Dataset records section start

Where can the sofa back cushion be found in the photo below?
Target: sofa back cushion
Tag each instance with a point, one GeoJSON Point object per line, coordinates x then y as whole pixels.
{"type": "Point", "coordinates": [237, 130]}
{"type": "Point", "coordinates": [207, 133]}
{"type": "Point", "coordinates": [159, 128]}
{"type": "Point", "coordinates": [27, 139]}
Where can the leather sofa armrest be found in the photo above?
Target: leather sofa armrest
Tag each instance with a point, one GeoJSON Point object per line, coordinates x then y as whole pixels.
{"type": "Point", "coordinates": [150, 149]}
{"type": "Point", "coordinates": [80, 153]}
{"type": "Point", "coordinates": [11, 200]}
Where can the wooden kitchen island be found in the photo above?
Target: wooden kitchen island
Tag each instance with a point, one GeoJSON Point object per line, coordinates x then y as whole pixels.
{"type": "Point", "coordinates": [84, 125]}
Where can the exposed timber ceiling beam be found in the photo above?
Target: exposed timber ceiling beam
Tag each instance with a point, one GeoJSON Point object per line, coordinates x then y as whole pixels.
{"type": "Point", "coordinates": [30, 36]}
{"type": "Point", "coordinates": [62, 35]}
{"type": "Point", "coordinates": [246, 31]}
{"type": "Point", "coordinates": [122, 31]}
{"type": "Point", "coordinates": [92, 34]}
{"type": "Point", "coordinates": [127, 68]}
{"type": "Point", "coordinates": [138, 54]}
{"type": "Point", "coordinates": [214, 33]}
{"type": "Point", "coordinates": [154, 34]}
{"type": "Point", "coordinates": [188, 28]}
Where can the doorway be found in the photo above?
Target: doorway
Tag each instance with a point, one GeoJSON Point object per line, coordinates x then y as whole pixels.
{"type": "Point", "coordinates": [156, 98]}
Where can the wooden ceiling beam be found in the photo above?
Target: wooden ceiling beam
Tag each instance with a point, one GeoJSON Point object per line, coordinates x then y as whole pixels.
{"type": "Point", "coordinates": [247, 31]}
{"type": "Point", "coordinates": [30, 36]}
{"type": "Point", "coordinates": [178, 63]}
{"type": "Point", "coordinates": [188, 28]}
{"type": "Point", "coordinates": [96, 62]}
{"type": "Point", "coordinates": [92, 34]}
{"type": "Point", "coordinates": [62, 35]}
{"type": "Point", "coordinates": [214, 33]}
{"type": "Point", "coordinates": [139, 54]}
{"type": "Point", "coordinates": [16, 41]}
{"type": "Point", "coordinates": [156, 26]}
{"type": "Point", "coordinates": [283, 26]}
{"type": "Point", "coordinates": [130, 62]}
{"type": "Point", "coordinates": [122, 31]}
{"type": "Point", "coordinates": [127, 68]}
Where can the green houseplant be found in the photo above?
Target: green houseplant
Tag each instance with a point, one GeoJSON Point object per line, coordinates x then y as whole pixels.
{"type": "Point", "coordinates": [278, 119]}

Dataset records section end

• Exercise prompt: Count the lines of the data that contain the string "back", and reply with that number alone.

• Answer: 2